Your task: Set all the entries down once more, with nothing altered.

Records provided:
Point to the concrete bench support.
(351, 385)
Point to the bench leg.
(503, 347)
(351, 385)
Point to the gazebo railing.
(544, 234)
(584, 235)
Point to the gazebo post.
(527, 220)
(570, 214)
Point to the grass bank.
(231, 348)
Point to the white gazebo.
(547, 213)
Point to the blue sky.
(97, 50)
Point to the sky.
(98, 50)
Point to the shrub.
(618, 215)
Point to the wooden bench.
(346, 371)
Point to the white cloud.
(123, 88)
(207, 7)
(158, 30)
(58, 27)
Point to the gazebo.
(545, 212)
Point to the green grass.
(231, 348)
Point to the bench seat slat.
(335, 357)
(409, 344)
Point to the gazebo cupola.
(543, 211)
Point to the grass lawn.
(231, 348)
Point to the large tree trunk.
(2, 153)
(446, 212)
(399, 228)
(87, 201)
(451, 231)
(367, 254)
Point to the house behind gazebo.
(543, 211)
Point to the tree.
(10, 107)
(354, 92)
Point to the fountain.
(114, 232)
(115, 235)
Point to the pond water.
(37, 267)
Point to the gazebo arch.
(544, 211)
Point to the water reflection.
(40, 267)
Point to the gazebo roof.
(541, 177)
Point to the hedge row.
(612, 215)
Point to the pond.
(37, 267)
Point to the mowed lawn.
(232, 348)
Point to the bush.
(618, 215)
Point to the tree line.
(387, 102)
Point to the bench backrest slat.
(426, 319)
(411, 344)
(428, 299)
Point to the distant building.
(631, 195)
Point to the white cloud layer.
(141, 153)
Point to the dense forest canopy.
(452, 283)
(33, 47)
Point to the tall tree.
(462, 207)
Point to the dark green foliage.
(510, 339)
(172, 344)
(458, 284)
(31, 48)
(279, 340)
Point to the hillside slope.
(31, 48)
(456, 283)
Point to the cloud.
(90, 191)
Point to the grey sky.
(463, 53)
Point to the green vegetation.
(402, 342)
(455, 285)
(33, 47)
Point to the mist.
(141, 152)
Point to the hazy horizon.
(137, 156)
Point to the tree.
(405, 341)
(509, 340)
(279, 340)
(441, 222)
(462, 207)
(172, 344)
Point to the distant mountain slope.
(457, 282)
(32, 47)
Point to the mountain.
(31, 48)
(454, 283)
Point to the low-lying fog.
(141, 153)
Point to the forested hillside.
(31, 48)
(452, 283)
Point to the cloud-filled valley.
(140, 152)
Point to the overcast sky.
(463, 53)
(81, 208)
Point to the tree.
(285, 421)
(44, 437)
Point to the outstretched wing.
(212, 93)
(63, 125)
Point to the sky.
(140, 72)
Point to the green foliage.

Response to the task:
Point to the concrete bench support.
(351, 385)
Point to the bench leg.
(503, 347)
(351, 385)
Point to the gazebo railing.
(544, 234)
(584, 235)
Point to the gazebo post.
(527, 220)
(570, 214)
Point to the grass bank.
(231, 348)
Point to the white gazebo.
(547, 213)
Point to the blue sky.
(97, 50)
Point to the sky.
(98, 50)
Point to the shrub.
(618, 215)
Point to the wooden bench.
(346, 371)
Point to the white cloud.
(123, 88)
(207, 7)
(158, 30)
(58, 27)
Point to the gazebo.
(545, 212)
Point to the green grass.
(231, 348)
Point to the bench seat slat.
(335, 357)
(409, 344)
Point to the gazebo cupola.
(543, 211)
Point to the grass lawn.
(231, 348)
Point to the large tree trunk.
(2, 153)
(446, 212)
(399, 228)
(87, 201)
(451, 231)
(367, 254)
Point to the house behind gazebo.
(543, 211)
Point to the tree.
(10, 107)
(354, 92)
Point to the fountain.
(114, 232)
(115, 235)
Point to the pond water.
(37, 267)
Point to the gazebo arch.
(544, 211)
Point to the water reflection.
(40, 267)
Point to the gazebo roof.
(541, 177)
Point to the hedge row.
(612, 215)
Point to the pond.
(37, 267)
Point to the mowed lawn.
(232, 348)
Point to the bush.
(618, 215)
Point to the tree line.
(387, 102)
Point to the bench backrest slat.
(426, 319)
(411, 344)
(428, 299)
Point to the distant building.
(631, 195)
Point to the white cloud layer.
(141, 153)
Point to the dense forest canopy.
(452, 283)
(33, 47)
Point to the tall tree.
(462, 207)
Point to the dark green foliage.
(510, 339)
(172, 344)
(458, 284)
(31, 48)
(279, 340)
Point to the hillside slope.
(31, 48)
(456, 283)
Point to the cloud.
(90, 191)
Point to the grey sky.
(463, 53)
Point to the green vegetation.
(402, 342)
(455, 285)
(33, 47)
Point to the mist.
(141, 152)
Point to the hazy horizon.
(137, 156)
Point to the tree.
(405, 341)
(509, 340)
(279, 340)
(441, 222)
(462, 207)
(172, 344)
Point to the distant mountain slope.
(457, 282)
(32, 47)
Point to the mountain.
(31, 48)
(454, 283)
Point to the low-lying fog.
(141, 153)
Point to the forested hillside.
(31, 48)
(452, 283)
Point to the cloud-filled valley.
(140, 152)
Point to the overcast sky.
(463, 53)
(81, 208)
Point to the tree.
(285, 421)
(44, 437)
Point to the outstretched wing.
(212, 93)
(63, 125)
Point to the sky.
(140, 72)
Point to the green foliage.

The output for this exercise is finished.